- _Task directions_: Lay out every line from the start of the records through the line containing "32 298 L 63", inclusive, as a Markdown table with two columns, No. for the row number and Text for the line. Skip blank lines.

- _Collected data entries_:
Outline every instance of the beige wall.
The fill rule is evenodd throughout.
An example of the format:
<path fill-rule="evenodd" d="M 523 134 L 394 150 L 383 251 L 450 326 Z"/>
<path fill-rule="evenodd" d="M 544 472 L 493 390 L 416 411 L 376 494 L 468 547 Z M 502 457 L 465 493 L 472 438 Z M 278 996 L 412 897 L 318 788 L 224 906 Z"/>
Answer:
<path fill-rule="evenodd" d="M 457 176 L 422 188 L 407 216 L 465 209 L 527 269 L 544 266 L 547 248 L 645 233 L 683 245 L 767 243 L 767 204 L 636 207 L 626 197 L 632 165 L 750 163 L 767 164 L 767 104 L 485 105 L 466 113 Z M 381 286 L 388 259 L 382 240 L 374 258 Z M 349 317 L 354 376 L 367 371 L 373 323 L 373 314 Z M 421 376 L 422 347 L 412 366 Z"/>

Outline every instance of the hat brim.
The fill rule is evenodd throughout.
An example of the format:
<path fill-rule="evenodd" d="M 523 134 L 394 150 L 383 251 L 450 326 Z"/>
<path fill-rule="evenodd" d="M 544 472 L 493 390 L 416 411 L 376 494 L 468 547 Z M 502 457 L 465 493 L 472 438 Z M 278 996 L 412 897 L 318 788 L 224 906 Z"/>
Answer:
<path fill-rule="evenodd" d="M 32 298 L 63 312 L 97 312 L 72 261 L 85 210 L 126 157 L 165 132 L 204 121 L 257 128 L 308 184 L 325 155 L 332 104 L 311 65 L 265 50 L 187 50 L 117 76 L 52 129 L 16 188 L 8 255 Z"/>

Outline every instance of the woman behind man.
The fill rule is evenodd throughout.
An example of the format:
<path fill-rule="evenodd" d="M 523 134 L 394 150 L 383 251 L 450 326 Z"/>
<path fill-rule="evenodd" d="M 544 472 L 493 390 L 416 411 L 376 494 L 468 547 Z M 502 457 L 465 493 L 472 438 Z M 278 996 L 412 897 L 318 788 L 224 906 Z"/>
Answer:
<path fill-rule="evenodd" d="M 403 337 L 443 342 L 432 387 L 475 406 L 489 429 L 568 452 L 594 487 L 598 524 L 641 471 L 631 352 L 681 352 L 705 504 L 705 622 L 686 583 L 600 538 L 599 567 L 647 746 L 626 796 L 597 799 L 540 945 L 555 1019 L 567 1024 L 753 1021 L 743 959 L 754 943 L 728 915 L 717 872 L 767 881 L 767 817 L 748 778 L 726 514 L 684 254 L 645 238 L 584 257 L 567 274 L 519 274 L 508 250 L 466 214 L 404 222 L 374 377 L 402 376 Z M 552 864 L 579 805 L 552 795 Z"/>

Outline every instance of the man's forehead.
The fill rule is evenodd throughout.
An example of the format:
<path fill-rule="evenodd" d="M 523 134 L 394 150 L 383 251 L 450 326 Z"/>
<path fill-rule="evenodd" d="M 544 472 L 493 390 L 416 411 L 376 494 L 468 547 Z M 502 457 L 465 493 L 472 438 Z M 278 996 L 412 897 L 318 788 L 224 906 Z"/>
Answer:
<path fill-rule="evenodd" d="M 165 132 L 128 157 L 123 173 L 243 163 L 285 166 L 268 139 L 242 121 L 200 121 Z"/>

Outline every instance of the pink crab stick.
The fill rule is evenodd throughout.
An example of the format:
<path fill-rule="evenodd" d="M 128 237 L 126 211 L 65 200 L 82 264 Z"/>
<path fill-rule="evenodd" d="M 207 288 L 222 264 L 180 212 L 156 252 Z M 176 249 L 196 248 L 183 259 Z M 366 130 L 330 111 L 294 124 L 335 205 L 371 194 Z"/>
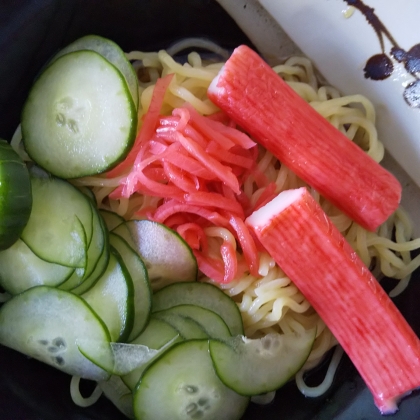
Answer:
<path fill-rule="evenodd" d="M 249 47 L 235 49 L 209 98 L 353 220 L 375 230 L 398 207 L 397 179 L 318 114 Z"/>
<path fill-rule="evenodd" d="M 288 190 L 246 225 L 342 345 L 382 414 L 420 387 L 420 340 L 306 188 Z"/>

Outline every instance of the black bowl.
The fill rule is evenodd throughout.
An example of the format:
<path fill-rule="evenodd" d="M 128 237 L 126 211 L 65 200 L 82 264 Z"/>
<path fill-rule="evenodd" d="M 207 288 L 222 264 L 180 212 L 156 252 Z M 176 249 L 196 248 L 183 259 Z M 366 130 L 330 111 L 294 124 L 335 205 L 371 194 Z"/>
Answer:
<path fill-rule="evenodd" d="M 186 36 L 201 36 L 233 49 L 252 45 L 213 0 L 2 0 L 0 2 L 0 137 L 11 138 L 29 87 L 43 64 L 61 47 L 86 34 L 116 41 L 126 50 L 165 48 Z M 395 299 L 420 335 L 420 273 Z M 384 281 L 391 287 L 392 281 Z M 325 369 L 324 369 L 325 370 Z M 322 366 L 312 381 L 323 374 Z M 117 420 L 124 416 L 102 397 L 89 408 L 73 404 L 70 378 L 0 346 L 0 418 L 16 420 Z M 244 419 L 375 420 L 382 416 L 353 365 L 344 357 L 331 389 L 305 398 L 294 383 L 273 403 L 250 404 Z M 395 420 L 420 419 L 420 393 L 400 404 Z M 170 420 L 170 419 L 168 419 Z"/>

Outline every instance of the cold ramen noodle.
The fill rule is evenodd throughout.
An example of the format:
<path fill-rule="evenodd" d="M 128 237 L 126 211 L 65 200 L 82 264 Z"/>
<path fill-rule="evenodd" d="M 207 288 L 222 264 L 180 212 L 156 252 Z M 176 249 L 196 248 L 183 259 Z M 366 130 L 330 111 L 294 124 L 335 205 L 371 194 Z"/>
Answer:
<path fill-rule="evenodd" d="M 155 220 L 175 230 L 192 249 L 199 281 L 217 286 L 236 302 L 246 337 L 316 331 L 310 354 L 295 379 L 304 395 L 319 396 L 330 386 L 342 350 L 243 220 L 280 192 L 306 186 L 375 277 L 397 280 L 391 296 L 407 287 L 420 265 L 419 257 L 411 257 L 411 251 L 420 246 L 419 239 L 411 239 L 411 222 L 402 208 L 376 232 L 354 223 L 208 99 L 207 89 L 223 62 L 191 52 L 180 64 L 172 56 L 177 52 L 175 47 L 126 55 L 138 76 L 137 138 L 142 143 L 135 143 L 135 153 L 110 171 L 75 178 L 72 183 L 81 189 L 88 187 L 105 212 L 124 220 Z M 273 70 L 349 141 L 375 161 L 382 160 L 384 148 L 375 129 L 375 110 L 365 97 L 341 96 L 336 89 L 320 84 L 304 57 L 291 57 Z M 180 127 L 183 134 L 179 134 Z M 12 145 L 29 159 L 20 130 Z M 159 288 L 153 282 L 151 286 Z M 308 386 L 304 373 L 333 347 L 336 350 L 324 381 Z M 72 380 L 74 401 L 93 403 L 100 396 L 99 388 L 84 399 L 77 391 L 78 380 L 77 376 Z M 122 391 L 120 397 L 124 395 Z M 259 398 L 269 401 L 273 395 Z"/>

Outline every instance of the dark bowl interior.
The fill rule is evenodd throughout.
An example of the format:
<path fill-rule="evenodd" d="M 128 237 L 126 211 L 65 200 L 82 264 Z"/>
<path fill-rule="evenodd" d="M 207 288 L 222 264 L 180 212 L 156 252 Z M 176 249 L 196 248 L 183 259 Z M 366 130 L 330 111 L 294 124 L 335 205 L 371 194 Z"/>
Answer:
<path fill-rule="evenodd" d="M 116 41 L 125 51 L 157 50 L 186 36 L 209 38 L 229 49 L 241 43 L 252 45 L 212 0 L 2 0 L 0 137 L 10 140 L 28 89 L 48 58 L 69 42 L 90 33 Z M 392 281 L 385 280 L 383 285 L 391 287 Z M 420 273 L 417 272 L 410 287 L 395 302 L 418 335 L 419 299 Z M 323 373 L 321 366 L 309 380 L 316 383 Z M 1 419 L 124 418 L 104 397 L 93 407 L 77 407 L 70 398 L 69 382 L 67 375 L 0 346 Z M 249 420 L 333 418 L 382 418 L 346 357 L 340 363 L 331 389 L 323 397 L 305 398 L 294 383 L 289 383 L 277 392 L 273 403 L 250 404 L 244 416 Z M 420 419 L 420 393 L 405 398 L 400 411 L 392 418 Z"/>

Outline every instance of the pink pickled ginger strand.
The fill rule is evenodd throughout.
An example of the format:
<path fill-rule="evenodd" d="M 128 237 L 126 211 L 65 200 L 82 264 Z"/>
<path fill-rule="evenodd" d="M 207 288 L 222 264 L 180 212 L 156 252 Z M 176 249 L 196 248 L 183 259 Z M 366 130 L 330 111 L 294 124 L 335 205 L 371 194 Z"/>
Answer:
<path fill-rule="evenodd" d="M 110 198 L 129 198 L 134 193 L 162 198 L 157 209 L 142 209 L 137 216 L 175 229 L 193 249 L 200 270 L 223 283 L 238 275 L 239 266 L 243 273 L 244 263 L 238 263 L 235 247 L 225 240 L 219 257 L 210 256 L 204 228 L 228 229 L 256 275 L 257 248 L 243 223 L 251 211 L 250 201 L 241 189 L 246 177 L 258 172 L 256 144 L 225 125 L 229 120 L 223 113 L 211 119 L 186 105 L 172 115 L 160 115 L 170 80 L 167 77 L 156 85 L 133 150 L 108 173 L 112 176 L 130 168 Z"/>

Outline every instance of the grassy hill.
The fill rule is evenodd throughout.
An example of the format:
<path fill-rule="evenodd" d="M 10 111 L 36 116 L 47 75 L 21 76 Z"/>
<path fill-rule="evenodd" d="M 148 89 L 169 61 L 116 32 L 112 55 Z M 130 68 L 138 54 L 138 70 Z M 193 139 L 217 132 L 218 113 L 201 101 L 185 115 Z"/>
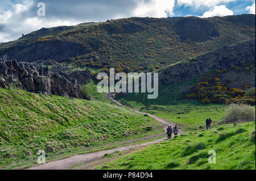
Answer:
<path fill-rule="evenodd" d="M 156 69 L 223 46 L 255 38 L 255 15 L 199 18 L 131 18 L 42 28 L 0 44 L 0 56 L 52 59 L 80 68 L 125 72 Z"/>
<path fill-rule="evenodd" d="M 0 89 L 0 166 L 36 161 L 41 149 L 77 152 L 162 131 L 154 119 L 100 96 L 89 102 Z"/>
<path fill-rule="evenodd" d="M 254 120 L 183 134 L 131 154 L 119 153 L 119 158 L 110 158 L 114 160 L 98 169 L 255 169 L 255 125 Z M 208 163 L 211 150 L 216 153 L 216 164 Z"/>

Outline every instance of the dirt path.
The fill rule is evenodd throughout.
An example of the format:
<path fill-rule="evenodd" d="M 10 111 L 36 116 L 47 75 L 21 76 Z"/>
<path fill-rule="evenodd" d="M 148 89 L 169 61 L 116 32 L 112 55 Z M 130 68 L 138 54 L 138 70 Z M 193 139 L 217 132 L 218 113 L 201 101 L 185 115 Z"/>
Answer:
<path fill-rule="evenodd" d="M 112 99 L 112 100 L 115 103 L 117 103 L 118 106 L 124 107 L 124 106 L 121 104 L 120 103 L 117 102 L 117 100 Z M 175 124 L 172 123 L 170 123 L 162 118 L 155 116 L 154 115 L 146 113 L 144 112 L 140 112 L 132 108 L 130 108 L 130 110 L 135 111 L 139 113 L 142 114 L 147 114 L 149 116 L 151 116 L 156 120 L 158 120 L 159 123 L 160 123 L 162 127 L 166 130 L 167 127 L 168 125 L 171 125 L 174 127 Z M 150 139 L 152 138 L 156 137 L 156 136 L 163 136 L 164 133 L 158 134 L 156 135 L 152 135 L 150 136 L 147 137 L 147 139 Z M 138 140 L 145 140 L 145 138 L 142 138 L 141 139 L 135 139 L 133 140 L 130 140 L 129 142 L 132 142 L 133 141 L 137 141 Z M 102 158 L 102 157 L 105 154 L 110 154 L 115 151 L 123 151 L 125 150 L 128 150 L 134 148 L 135 147 L 141 147 L 143 148 L 144 146 L 150 145 L 152 144 L 158 143 L 160 141 L 164 141 L 166 139 L 161 138 L 158 140 L 154 140 L 148 142 L 139 144 L 137 145 L 131 145 L 128 146 L 118 146 L 117 148 L 110 149 L 109 150 L 101 150 L 96 152 L 93 152 L 90 153 L 84 154 L 79 154 L 71 157 L 69 158 L 64 158 L 63 159 L 60 159 L 58 161 L 52 161 L 51 162 L 47 163 L 46 164 L 38 165 L 34 166 L 32 166 L 28 169 L 28 170 L 68 170 L 71 169 L 72 166 L 78 165 L 80 164 L 86 164 L 89 163 L 90 162 L 95 161 L 97 159 L 100 159 Z"/>

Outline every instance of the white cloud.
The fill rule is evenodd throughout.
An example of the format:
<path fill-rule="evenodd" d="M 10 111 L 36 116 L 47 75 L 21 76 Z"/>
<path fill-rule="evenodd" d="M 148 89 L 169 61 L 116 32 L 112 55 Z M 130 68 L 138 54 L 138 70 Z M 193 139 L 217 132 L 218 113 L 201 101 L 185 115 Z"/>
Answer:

- _Result for this task_:
| No. | Text |
|---|---|
| 1 | Outline every instance of the beige wall. |
| 2 | The fill rule is evenodd throughout. |
| 3 | An example of the format: |
| 4 | <path fill-rule="evenodd" d="M 523 134 L 394 150 L 383 251 L 450 326 Z"/> |
| 5 | <path fill-rule="evenodd" d="M 544 472 L 493 390 L 416 411 L 376 494 L 468 547 Z M 502 457 L 465 493 L 472 438 Z M 278 996 L 412 897 L 318 788 L 224 906 Z"/> |
| 6 | Answer: |
| 7 | <path fill-rule="evenodd" d="M 457 176 L 422 188 L 407 216 L 465 209 L 527 269 L 544 266 L 547 248 L 645 233 L 683 245 L 767 243 L 767 204 L 636 207 L 626 197 L 632 165 L 750 163 L 767 164 L 767 104 L 485 105 L 466 113 Z M 381 286 L 388 259 L 382 240 L 374 258 Z M 349 317 L 354 376 L 367 371 L 373 323 L 373 314 Z M 421 376 L 422 347 L 412 366 Z"/> |
| 8 | Outline every instance of the hat brim. |
| 9 | The fill rule is evenodd throughout. |
| 10 | An example of the format: |
| 11 | <path fill-rule="evenodd" d="M 523 134 L 394 150 L 383 251 L 450 326 Z"/> |
| 12 | <path fill-rule="evenodd" d="M 544 472 L 493 390 L 416 411 L 376 494 L 468 547 Z M 502 457 L 465 493 L 472 438 Z M 278 996 L 412 897 L 318 788 L 224 906 Z"/> |
| 13 | Answer: |
| 14 | <path fill-rule="evenodd" d="M 32 298 L 63 312 L 97 312 L 72 261 L 85 210 L 126 157 L 165 132 L 204 121 L 257 128 L 308 184 L 325 155 L 332 104 L 311 65 L 265 50 L 187 50 L 117 76 L 52 129 L 16 188 L 8 255 Z"/> |